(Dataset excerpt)

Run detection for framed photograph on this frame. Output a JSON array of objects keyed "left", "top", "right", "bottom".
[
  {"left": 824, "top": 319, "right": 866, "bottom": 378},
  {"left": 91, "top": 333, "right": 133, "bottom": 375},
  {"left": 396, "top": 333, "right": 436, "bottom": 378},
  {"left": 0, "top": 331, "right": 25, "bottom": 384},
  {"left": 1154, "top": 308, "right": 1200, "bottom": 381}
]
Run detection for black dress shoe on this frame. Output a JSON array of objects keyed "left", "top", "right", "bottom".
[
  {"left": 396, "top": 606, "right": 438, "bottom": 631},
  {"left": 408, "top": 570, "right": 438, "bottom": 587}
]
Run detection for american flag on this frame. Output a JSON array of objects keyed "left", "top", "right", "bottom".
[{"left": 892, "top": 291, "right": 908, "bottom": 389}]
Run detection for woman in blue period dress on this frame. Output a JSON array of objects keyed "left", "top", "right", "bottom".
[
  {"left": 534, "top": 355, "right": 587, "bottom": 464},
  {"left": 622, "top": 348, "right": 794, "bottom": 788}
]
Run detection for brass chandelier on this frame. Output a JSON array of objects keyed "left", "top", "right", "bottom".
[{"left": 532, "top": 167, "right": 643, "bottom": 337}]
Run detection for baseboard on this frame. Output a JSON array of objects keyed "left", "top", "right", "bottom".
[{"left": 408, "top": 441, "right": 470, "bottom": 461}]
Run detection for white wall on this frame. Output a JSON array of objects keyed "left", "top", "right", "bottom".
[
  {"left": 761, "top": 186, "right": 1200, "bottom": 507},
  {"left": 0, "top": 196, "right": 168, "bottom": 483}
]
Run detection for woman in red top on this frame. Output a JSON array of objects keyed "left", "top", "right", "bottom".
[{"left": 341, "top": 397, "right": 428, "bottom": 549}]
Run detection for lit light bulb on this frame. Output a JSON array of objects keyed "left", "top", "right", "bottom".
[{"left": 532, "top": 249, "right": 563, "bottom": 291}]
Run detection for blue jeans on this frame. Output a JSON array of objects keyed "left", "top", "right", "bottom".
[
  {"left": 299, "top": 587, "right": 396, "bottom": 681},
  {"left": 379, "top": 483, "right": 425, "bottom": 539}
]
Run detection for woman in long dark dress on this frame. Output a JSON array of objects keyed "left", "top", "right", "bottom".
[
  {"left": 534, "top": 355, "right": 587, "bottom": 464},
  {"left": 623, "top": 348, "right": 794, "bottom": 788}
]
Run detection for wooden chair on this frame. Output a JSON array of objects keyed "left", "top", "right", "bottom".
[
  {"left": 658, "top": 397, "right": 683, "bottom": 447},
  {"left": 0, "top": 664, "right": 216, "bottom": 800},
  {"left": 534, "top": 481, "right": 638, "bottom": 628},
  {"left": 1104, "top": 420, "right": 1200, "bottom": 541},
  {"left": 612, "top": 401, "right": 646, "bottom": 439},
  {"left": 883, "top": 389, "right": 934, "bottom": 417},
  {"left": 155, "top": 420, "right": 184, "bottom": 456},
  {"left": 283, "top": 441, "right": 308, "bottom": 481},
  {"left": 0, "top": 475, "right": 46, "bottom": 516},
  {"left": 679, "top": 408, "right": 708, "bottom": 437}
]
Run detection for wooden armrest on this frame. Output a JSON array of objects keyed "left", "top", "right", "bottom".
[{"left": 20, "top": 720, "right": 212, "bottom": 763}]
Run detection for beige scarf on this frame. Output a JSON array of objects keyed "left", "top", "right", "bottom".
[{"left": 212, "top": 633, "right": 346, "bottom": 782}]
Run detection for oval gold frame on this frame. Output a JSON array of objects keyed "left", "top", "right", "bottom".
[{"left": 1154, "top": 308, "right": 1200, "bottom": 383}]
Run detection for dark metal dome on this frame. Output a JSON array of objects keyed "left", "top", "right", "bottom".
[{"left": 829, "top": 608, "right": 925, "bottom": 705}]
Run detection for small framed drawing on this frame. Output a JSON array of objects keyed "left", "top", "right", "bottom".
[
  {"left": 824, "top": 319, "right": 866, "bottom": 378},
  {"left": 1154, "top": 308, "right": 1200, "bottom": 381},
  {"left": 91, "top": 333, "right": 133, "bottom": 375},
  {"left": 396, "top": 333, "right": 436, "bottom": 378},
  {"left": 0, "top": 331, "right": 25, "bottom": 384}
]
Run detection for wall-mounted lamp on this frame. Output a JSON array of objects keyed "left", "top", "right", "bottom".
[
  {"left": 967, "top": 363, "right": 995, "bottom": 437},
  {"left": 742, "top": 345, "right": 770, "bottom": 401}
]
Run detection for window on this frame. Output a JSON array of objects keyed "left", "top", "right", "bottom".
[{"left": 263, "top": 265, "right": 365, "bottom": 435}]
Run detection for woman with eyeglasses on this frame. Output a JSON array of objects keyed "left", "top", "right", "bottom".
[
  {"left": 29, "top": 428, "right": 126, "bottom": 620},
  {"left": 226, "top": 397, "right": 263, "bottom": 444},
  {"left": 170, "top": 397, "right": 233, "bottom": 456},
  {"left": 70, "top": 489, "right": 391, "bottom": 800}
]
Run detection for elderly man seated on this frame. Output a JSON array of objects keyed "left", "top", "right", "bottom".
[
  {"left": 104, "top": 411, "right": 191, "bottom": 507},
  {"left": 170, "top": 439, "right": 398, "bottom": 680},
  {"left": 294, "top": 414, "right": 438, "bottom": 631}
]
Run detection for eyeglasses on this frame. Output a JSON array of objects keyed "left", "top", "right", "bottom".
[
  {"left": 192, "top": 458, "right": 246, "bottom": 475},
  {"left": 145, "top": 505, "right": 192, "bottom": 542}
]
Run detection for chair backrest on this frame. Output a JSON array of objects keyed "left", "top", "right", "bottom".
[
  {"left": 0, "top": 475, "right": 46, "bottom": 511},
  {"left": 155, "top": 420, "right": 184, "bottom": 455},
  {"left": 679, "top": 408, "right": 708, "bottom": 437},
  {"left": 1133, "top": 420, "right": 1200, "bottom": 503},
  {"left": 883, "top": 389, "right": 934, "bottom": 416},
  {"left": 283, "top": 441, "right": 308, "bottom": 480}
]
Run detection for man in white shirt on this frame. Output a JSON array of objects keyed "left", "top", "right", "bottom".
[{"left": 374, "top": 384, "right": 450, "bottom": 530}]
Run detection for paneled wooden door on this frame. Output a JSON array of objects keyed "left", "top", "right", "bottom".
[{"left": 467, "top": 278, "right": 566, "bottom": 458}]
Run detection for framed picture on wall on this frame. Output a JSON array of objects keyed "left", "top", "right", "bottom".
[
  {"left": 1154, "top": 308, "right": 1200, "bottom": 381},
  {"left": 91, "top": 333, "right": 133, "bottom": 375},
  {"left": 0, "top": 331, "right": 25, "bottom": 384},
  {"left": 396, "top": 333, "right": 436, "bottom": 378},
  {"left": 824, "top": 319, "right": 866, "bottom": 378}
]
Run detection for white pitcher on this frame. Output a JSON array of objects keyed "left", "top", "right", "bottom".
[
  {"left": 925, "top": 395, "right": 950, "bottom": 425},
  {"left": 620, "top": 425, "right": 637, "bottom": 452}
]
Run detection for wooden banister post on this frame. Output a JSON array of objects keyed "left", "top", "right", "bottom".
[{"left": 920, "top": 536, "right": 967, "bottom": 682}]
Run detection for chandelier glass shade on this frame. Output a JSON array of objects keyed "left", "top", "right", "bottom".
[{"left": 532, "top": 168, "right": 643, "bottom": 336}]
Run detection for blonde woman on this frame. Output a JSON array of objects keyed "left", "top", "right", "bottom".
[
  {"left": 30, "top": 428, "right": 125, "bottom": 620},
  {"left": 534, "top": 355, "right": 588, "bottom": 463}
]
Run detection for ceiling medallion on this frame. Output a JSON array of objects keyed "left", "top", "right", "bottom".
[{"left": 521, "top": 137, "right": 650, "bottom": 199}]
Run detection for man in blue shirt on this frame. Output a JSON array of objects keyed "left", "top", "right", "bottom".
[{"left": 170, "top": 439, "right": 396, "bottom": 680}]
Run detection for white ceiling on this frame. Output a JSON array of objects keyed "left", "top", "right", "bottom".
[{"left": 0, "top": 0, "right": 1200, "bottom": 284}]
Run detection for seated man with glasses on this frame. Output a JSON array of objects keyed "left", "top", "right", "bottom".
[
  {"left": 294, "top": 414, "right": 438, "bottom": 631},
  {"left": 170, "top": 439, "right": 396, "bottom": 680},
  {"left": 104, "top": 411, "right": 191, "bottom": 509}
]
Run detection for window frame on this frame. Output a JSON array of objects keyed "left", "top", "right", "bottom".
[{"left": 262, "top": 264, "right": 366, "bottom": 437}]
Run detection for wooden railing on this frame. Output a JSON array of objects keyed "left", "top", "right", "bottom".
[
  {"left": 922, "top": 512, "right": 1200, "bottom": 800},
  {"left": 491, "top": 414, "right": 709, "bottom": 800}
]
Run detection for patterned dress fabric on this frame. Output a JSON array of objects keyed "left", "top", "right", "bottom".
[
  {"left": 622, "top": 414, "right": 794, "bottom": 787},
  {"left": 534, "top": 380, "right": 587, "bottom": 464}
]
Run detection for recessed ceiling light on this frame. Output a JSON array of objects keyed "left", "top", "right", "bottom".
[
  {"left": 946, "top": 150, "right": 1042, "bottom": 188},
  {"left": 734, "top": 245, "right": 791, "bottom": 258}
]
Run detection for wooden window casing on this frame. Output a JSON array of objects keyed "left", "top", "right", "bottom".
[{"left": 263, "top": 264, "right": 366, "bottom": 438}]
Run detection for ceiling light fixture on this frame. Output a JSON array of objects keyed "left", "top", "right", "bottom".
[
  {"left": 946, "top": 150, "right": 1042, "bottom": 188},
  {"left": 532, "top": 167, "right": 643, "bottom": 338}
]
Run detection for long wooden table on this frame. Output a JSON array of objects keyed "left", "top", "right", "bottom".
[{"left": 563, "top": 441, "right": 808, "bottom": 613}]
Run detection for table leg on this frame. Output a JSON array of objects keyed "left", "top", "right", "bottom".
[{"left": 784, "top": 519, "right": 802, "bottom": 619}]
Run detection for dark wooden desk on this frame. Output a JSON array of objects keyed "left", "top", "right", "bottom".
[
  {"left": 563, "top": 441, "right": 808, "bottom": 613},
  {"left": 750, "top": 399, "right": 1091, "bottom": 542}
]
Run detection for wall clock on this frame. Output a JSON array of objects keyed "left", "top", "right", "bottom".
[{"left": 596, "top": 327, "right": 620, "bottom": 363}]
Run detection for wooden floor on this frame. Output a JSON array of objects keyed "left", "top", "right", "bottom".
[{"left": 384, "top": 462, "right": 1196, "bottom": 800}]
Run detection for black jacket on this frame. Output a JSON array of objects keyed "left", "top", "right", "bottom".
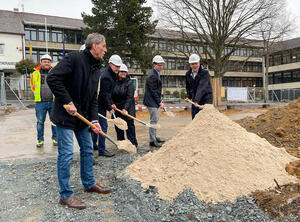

THE TASK:
Which lines in the records contain the word "long"? Report each of them in full.

TASK OUTPUT:
Run detection for woman in long dark dress on this frame. Output a JSON array of objects keyed "left", "top", "right", "bottom".
Run detection for long wooden table on this frame. Output a JSON array of objects keyed "left", "top", "right", "bottom".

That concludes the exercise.